BEGIN Selected extract

Member of the Illinois Senate from the 41st district
- In office 1983–1999

Member of the U.S. House of Representatives from Illinois's 41st district
- In office 1981–1982

Personal details
- Born: September 17, 1930 Oak Park, Illinois, U.S
- Died: June 22, 2013 (aged 82) DuPage County, Illinois, U.S.
- Party: Republican
- Alma mater: Northern Illinois University Elmhurst College

= Beverly Fawell =

American politician

Beverly Fawell (September 17, 1930 – June 22, 2013) was an Illinois politician from Glen Ellyn, part of a family prominent in the Republican Party in Du Page County, Illinois (her brother-in-law was Congressman Harris Fawell).

==Education==
Born in Oak Park, Illinois, Fawell received her bachelor's degree in elementary education and business administration from Elmhurst College and did graduate studies in political science at Northern Illinois University.

==Political career==
She served as a member of the Illinois House of Representatives from the 41st district (1981–82), and as a member of the Illinois Senate from the 20th district from 1983 until she resigned her seat in late 1999 after the death of her son Steve, reportedly to take care of his orphaned children, but in January 2000 was appointed to a $85,000-a-year job post as chief of communications and community relations for the Illinois State Toll Highway Authority. She was succeeded by Peter Roskam.

== George Ryan connection ==
In 1994, Fawell withstood a strong challenge in the Republican primary election from Michael Formento, a DuPage County Board member, former mayor of Glen Ellyn and intra-party foe of Senate President James "Pate" Philip.

==Later life and death==
After spending ten days at Central DuPage Hospital, Fawell died of chronic heart failure on Saturday, June 22, 2013, at the age of 82.

END Selected extract
BEGIN Dataset entries

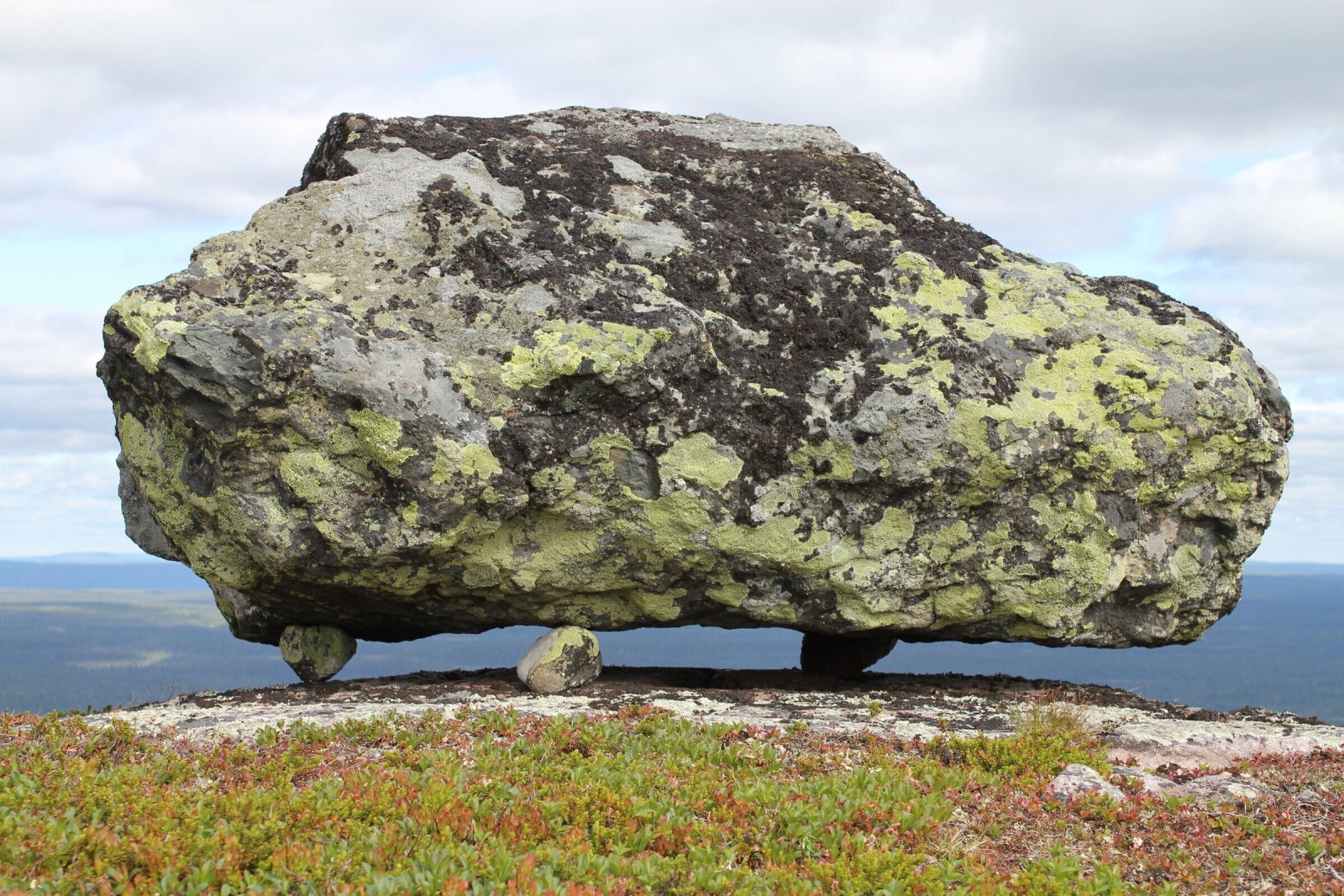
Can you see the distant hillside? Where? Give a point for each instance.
(148, 575)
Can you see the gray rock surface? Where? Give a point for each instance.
(616, 369)
(316, 653)
(561, 660)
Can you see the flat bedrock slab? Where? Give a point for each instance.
(905, 707)
(617, 369)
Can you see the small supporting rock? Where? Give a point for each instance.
(843, 656)
(559, 660)
(316, 653)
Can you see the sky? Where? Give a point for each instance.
(1198, 145)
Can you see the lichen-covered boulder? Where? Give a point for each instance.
(616, 369)
(559, 660)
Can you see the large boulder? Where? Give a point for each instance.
(615, 369)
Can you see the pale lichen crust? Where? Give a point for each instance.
(613, 369)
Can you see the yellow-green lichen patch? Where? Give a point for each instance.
(145, 320)
(699, 458)
(958, 605)
(374, 437)
(155, 454)
(931, 288)
(316, 479)
(826, 461)
(776, 544)
(948, 544)
(891, 532)
(566, 349)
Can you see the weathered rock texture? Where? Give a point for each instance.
(617, 369)
(316, 653)
(559, 660)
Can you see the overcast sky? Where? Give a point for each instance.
(1200, 145)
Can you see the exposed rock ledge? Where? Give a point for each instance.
(900, 705)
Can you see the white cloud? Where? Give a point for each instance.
(1290, 207)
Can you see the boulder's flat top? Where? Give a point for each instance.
(900, 705)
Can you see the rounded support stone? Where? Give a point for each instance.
(559, 660)
(843, 656)
(316, 653)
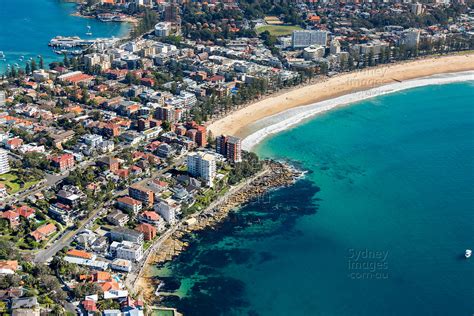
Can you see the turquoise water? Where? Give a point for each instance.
(391, 178)
(27, 26)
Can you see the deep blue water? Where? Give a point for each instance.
(27, 26)
(391, 178)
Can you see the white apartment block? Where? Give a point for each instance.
(4, 166)
(129, 251)
(202, 165)
(301, 39)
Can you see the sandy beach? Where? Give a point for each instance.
(237, 122)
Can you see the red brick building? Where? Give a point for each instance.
(149, 231)
(63, 162)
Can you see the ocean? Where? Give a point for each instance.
(378, 225)
(29, 25)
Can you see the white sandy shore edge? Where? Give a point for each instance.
(284, 120)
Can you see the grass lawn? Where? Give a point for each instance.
(11, 182)
(278, 30)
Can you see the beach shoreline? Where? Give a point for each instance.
(242, 122)
(274, 175)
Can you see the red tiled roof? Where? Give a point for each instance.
(89, 306)
(151, 215)
(79, 254)
(10, 215)
(128, 200)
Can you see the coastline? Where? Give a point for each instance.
(273, 175)
(243, 122)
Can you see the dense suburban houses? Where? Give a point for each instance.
(106, 151)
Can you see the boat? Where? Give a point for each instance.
(468, 253)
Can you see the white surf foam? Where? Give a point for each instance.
(282, 121)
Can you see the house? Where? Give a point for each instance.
(63, 162)
(12, 217)
(80, 254)
(62, 213)
(152, 218)
(8, 266)
(43, 232)
(112, 312)
(25, 306)
(118, 218)
(148, 230)
(121, 265)
(168, 210)
(3, 190)
(90, 306)
(129, 251)
(112, 164)
(142, 194)
(13, 143)
(121, 234)
(129, 204)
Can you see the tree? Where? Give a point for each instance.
(33, 65)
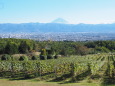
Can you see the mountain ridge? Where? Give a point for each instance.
(55, 27)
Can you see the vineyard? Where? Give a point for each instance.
(76, 68)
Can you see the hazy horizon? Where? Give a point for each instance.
(45, 11)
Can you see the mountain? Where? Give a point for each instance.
(55, 27)
(60, 20)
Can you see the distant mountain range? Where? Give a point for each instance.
(55, 27)
(60, 20)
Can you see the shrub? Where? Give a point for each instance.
(56, 56)
(34, 58)
(23, 58)
(50, 57)
(6, 57)
(43, 57)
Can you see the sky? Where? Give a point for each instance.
(45, 11)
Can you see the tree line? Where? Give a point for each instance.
(65, 48)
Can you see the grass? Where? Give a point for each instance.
(37, 82)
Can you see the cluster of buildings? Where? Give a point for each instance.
(62, 36)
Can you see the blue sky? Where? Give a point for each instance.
(44, 11)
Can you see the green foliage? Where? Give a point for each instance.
(34, 58)
(23, 58)
(6, 57)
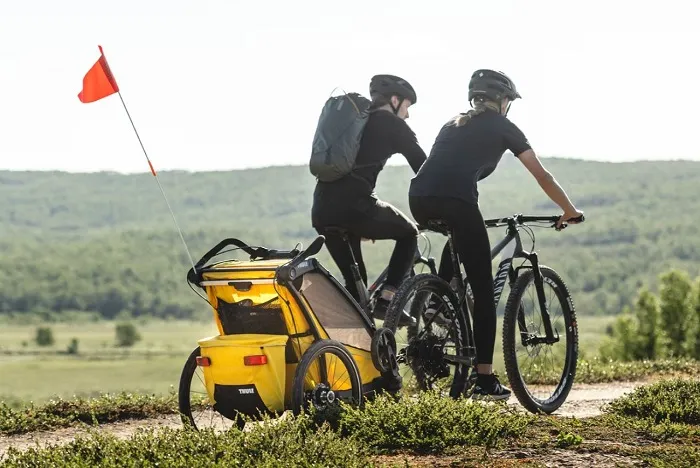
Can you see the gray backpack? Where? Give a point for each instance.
(338, 135)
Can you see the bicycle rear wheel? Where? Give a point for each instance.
(540, 374)
(427, 349)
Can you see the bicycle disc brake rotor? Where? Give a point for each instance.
(425, 357)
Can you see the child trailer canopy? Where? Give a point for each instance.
(290, 336)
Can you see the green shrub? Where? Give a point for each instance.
(673, 400)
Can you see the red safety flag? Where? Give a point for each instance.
(98, 82)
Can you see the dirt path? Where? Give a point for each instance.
(583, 401)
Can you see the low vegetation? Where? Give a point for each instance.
(658, 327)
(62, 413)
(656, 425)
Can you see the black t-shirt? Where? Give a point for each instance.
(384, 134)
(461, 156)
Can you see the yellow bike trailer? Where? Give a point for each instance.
(290, 336)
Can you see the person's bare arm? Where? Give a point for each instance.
(549, 184)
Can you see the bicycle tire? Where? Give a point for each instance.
(315, 350)
(510, 327)
(432, 283)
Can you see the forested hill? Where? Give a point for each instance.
(106, 242)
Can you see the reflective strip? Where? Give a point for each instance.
(230, 282)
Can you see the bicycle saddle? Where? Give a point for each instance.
(335, 230)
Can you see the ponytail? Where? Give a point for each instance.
(480, 106)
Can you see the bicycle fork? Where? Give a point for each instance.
(549, 337)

END Dataset entries

• _Task directions_:
Reproduce the passage of the Beverly Fawell article between "Personal details" and "Northern Illinois University.", inclusive.

• _Final answer_:
Personal details
- Born: September 17, 1930 Oak Park, Illinois, U.S
- Died: June 22, 2013 (aged 82) DuPage County, Illinois, U.S.
- Party: Republican
- Alma mater: Northern Illinois University Elmhurst College

= Beverly Fawell =

American politician

Beverly Fawell (September 17, 1930 – June 22, 2013) was an Illinois politician from Glen Ellyn, part of a family prominent in the Republican Party in Du Page County, Illinois (her brother-in-law was Congressman Harris Fawell).

==Education==
Born in Oak Park, Illinois, Fawell received her bachelor's degree in elementary education and business administration from Elmhurst College and did graduate studies in political science at Northern Illinois University.